## Text segment

The occupation and attempted annexation of part of the territory of a sovereign state prior to Russia launching the war in 2014 was the first in Europe since World War II. Such actions by the aggressor state became a brutal violation of international law and order, which had been created to prevent wars since the mid-20th century, as well as bilateral Ukrainian-Russian treaties and obligations undertaken by Russia under multilateral agreements. The lack of legal grounds for the seizure of Ukrainian Crimea and Sevastopol and aggression against Ukraine as a whole led to the Kremlin's attempts to mask its actions with quasi-historical arguments. This is a very significant reason. However, Russia's geo-cultural war against Ukraine has deeper roots.
For the Kremlin and the camp of Russian revanchists in general, a country centered in Kyiv is not just an important bridgehead for further expansion and a source of human, financial, and material resources. The consciousness of the carriers of the Russian imperial matrix perceives the Ukrainian question as a threshold, because the very existence of Ukraine forces them to question Russian identity, since the core of Kyivan Rus' was precisely modern Ukrainian lands. Therefore, Ukraine naturally feels its continuity regarding the Kyivan Rus' heritage. The country we call Russia today finally formed as a separate entity between the Oka and Volga rivers during the Golden Horde period.
However, its ruling and intellectual establishment wants to present their country not just as related to the heritage of Kyivan Rus' and the Novgorod region (where the fourth East Slavic ethnos was forming before its conquest by Moscow) but as the main or even the sole heir. The traditional response of Russian imperialists to the "Ukrainian challenge" was aimed at destroying or at least depriving the Ukrainian identity of subjecthood. Accordingly, there are grounds to perceive the constant repetition in various variations by the head of the Kremlin of the thesis that "Russians and Ukrainians are one people" not as an innocent game in pluralism of opinions, but as a thinly disguised programmatic denial of Ukrainian culture, language, and statehood.
The aggressor state tries to systematically use the cultural heritage of illegally occupied Crimea as symbolic capital in the war against Ukraine. Within the scope of a single article, it is impossible to discuss the entire Crimean case in detail, so we will focus on perhaps the most indicative cases of the instrumentally politicized use of the theme of Chersonese and the proclamation of the occupied Ukrainian city of Kerch as "the oldest city in Russia."

## Data provided
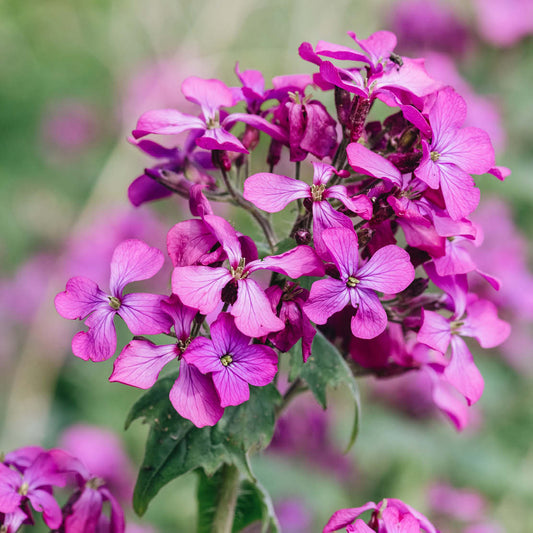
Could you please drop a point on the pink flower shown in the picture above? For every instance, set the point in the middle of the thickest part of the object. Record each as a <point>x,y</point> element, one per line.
<point>232,361</point>
<point>133,260</point>
<point>389,271</point>
<point>211,95</point>
<point>140,362</point>
<point>272,193</point>
<point>204,288</point>
<point>453,154</point>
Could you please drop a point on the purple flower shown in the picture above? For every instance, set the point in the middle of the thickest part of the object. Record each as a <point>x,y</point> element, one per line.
<point>34,485</point>
<point>211,95</point>
<point>453,154</point>
<point>388,516</point>
<point>140,362</point>
<point>272,193</point>
<point>204,287</point>
<point>232,361</point>
<point>389,271</point>
<point>133,260</point>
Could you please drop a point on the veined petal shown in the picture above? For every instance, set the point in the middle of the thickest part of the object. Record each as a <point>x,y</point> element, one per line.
<point>435,331</point>
<point>370,319</point>
<point>463,373</point>
<point>389,270</point>
<point>140,363</point>
<point>133,260</point>
<point>300,261</point>
<point>100,341</point>
<point>252,311</point>
<point>459,191</point>
<point>367,162</point>
<point>80,298</point>
<point>210,94</point>
<point>272,192</point>
<point>143,314</point>
<point>327,296</point>
<point>166,122</point>
<point>200,287</point>
<point>220,139</point>
<point>194,397</point>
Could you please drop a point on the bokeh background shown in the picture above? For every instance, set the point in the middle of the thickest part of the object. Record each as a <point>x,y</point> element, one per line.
<point>75,76</point>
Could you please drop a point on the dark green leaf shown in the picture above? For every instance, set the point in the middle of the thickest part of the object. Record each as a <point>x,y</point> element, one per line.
<point>175,446</point>
<point>326,368</point>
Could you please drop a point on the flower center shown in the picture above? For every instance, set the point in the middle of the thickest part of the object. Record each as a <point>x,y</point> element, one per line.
<point>226,360</point>
<point>24,488</point>
<point>316,192</point>
<point>114,302</point>
<point>352,282</point>
<point>95,483</point>
<point>239,273</point>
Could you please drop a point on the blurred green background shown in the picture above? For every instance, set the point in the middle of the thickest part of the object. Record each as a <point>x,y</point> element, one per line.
<point>74,78</point>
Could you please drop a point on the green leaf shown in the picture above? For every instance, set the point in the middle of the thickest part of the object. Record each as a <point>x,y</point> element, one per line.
<point>175,446</point>
<point>326,368</point>
<point>253,504</point>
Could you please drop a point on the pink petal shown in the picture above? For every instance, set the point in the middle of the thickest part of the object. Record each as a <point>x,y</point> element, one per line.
<point>343,517</point>
<point>300,261</point>
<point>343,247</point>
<point>100,341</point>
<point>133,260</point>
<point>220,139</point>
<point>200,287</point>
<point>194,397</point>
<point>227,236</point>
<point>272,192</point>
<point>463,373</point>
<point>166,122</point>
<point>389,270</point>
<point>143,314</point>
<point>140,363</point>
<point>370,319</point>
<point>327,297</point>
<point>367,162</point>
<point>211,94</point>
<point>231,389</point>
<point>79,299</point>
<point>252,311</point>
<point>324,218</point>
<point>482,322</point>
<point>43,501</point>
<point>459,191</point>
<point>435,331</point>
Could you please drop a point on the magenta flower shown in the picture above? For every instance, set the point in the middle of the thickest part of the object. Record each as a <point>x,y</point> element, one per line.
<point>232,361</point>
<point>133,260</point>
<point>204,287</point>
<point>211,95</point>
<point>453,154</point>
<point>272,193</point>
<point>140,362</point>
<point>33,486</point>
<point>388,516</point>
<point>389,271</point>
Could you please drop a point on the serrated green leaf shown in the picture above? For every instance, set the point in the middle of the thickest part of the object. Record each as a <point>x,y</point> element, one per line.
<point>253,504</point>
<point>326,368</point>
<point>175,446</point>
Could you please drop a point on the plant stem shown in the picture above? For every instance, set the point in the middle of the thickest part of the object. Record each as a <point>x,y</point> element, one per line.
<point>225,511</point>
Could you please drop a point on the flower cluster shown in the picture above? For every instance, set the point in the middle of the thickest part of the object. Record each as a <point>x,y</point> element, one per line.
<point>28,477</point>
<point>384,210</point>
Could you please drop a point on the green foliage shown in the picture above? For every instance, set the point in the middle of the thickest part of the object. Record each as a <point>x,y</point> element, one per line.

## What you need to do
1. Rename "World War II" as "the Second World War" in the text on Russia's war against Ukraine, and give the passage from "The occupation and" up to and including "has deeper roots." with that change.
2. Print, without any change, the lines of the records from the line with "Could you please drop a point on the blurred" up to and including the line with "<point>74,78</point>".

## Solutions below
1.
The occupation and attempted annexation of part of the territory of a sovereign state prior to Russia launching the war in 2014 was the first in Europe since the Second World War. Such actions by the aggressor state became a brutal violation of international law and order, which had been created to prevent wars since the mid-20th century, as well as bilateral Ukrainian-Russian treaties and obligations undertaken by Russia under multilateral agreements. The lack of legal grounds for the seizure of Ukrainian Crimea and Sevastopol and aggression against Ukraine as a whole led to the Kremlin's attempts to mask its actions with quasi-historical arguments. This is a very significant reason. However, Russia's geo-cultural war against Ukraine has deeper roots.

2.
Could you please drop a point on the blurred green background shown in the picture above? For every instance, set the point in the middle of the thickest part of the object. Record each as a <point>x,y</point> element, one per line.
<point>74,78</point>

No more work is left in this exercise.